* What is needed: Reproduce the records below without any change, starting at the line that contains "If you could mark the upright" and continuing through the end of the records, including both of those lines.

* Dataset records:

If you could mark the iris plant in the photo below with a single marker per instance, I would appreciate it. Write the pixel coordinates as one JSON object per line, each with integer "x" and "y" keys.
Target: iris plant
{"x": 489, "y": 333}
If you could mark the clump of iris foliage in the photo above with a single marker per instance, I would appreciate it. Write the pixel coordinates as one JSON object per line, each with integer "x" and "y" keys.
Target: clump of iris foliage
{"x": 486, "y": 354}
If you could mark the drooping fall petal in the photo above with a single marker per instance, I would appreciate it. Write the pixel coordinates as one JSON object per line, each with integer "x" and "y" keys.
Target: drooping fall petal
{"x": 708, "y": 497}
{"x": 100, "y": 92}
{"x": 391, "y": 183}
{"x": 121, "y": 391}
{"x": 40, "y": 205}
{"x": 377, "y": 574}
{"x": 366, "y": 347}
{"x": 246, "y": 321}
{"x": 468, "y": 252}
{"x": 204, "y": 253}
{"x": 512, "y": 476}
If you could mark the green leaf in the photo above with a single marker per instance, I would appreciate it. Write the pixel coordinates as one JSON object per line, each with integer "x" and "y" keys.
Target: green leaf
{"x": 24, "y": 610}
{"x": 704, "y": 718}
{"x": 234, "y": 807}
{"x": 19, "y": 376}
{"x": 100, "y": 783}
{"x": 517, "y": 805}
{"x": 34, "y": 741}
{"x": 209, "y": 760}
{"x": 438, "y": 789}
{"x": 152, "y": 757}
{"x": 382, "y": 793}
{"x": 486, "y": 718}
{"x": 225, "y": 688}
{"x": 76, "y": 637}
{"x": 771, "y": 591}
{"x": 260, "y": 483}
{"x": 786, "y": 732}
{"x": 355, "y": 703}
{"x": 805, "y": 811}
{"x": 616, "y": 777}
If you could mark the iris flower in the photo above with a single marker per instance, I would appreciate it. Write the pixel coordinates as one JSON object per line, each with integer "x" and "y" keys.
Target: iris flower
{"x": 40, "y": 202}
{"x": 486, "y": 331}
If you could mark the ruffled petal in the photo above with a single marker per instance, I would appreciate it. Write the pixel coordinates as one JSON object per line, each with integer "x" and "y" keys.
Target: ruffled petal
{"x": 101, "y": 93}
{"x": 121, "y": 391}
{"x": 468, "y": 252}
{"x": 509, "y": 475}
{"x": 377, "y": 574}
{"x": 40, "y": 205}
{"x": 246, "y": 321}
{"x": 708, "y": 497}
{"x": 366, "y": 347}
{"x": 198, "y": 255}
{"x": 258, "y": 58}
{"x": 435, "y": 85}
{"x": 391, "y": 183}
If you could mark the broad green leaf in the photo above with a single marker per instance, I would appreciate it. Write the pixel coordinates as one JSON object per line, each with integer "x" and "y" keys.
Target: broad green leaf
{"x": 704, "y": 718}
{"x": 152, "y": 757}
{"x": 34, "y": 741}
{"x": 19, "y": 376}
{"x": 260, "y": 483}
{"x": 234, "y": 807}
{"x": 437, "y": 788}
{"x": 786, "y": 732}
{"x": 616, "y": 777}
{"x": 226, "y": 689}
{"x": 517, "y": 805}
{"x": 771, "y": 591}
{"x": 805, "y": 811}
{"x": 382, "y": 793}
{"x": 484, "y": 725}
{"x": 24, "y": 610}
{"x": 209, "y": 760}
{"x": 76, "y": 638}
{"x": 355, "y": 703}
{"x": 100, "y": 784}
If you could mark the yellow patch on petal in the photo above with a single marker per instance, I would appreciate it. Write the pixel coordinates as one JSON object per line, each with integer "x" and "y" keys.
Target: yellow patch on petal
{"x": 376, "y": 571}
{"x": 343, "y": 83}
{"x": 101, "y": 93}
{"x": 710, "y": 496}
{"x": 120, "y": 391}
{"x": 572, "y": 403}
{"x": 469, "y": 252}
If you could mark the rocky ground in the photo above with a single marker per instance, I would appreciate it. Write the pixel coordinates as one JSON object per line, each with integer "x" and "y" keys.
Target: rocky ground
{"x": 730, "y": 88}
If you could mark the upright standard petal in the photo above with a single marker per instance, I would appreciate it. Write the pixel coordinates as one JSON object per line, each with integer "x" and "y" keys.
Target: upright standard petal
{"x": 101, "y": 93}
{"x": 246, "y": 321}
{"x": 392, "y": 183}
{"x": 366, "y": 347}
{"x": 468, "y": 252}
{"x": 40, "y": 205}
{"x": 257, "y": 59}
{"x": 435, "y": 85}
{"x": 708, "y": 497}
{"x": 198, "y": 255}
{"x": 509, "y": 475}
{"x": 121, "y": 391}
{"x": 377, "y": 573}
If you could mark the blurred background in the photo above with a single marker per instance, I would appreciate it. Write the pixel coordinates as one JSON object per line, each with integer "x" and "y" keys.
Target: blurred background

* Result of this exercise:
If you could mark the upright standard petal in the photo above with a single marker per instance, I would appreciate it. Write the pixel coordinates as one JSON object per line, each with integer "x" and "y" keys.
Target: upright standard petal
{"x": 101, "y": 93}
{"x": 246, "y": 321}
{"x": 392, "y": 183}
{"x": 366, "y": 347}
{"x": 468, "y": 252}
{"x": 40, "y": 205}
{"x": 257, "y": 59}
{"x": 435, "y": 85}
{"x": 708, "y": 497}
{"x": 198, "y": 255}
{"x": 509, "y": 475}
{"x": 121, "y": 391}
{"x": 377, "y": 573}
If you could mark the blurred background in the photo above with a single marker per instance, I would appreciate it. Write the pixel coordinates as one JSON object per line, each with integer "x" and "y" keys.
Target: blurred background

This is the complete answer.